==== Input

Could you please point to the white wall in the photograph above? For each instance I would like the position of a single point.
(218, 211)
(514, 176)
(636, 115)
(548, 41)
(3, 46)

========

## To do
Retype the listing above in full, with no alterations.

## Result
Could you please point to the white wall in the photograph above? For each instance I would like the position of a single point.
(218, 211)
(514, 176)
(636, 115)
(548, 41)
(3, 46)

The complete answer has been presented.